→ **EXERCISE DETAILS**: Format the lines from the one containing "For the evaluation set, tag every instance of the helmet" up to and including the one containing "144], [268, 56]]" as a numbered list, skipping any blank lines.

→ **PROVIDED RECORDS**:
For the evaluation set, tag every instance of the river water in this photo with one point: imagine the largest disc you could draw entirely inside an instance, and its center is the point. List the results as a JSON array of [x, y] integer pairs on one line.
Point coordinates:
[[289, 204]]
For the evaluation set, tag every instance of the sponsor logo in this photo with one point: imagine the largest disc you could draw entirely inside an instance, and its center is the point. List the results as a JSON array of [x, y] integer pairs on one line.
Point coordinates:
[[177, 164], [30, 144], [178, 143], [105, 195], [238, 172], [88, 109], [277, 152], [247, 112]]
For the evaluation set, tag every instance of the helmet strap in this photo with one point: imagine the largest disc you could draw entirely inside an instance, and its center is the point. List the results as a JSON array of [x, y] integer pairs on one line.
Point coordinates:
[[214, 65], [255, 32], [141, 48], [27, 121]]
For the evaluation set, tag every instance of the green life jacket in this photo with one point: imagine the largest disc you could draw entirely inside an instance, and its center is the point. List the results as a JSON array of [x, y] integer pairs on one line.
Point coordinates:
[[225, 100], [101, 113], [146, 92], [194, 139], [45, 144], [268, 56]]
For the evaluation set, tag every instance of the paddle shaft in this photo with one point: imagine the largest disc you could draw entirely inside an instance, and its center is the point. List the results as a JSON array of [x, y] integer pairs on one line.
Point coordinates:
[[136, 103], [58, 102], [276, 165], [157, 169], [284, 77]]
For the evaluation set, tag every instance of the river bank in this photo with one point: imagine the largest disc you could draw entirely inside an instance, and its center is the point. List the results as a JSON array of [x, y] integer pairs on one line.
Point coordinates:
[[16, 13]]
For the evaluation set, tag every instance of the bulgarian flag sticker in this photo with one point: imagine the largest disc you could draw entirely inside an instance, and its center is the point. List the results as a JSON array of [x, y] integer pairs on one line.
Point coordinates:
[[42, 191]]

→ **TASK RESULT**:
1. For the evaluation set, tag every instance of the helmet strap in this photo with one point: imagine the largest disc you could draw entirely inside an instance, and its center is the point. List the results as a JSON array of [x, y] integer pairs on one line.
2. Point coordinates:
3. [[214, 65], [255, 32], [141, 48], [27, 121]]
4. For the evaluation set, tag every instance of the green life jacket in this photo with one point: imagine the largest disc you could draw entirely inside an instance, and its center is the point. List the results as a JSON array of [x, y] integer pairs on one line.
5. Point coordinates:
6. [[225, 100], [101, 113], [146, 92], [194, 139], [45, 144], [268, 56]]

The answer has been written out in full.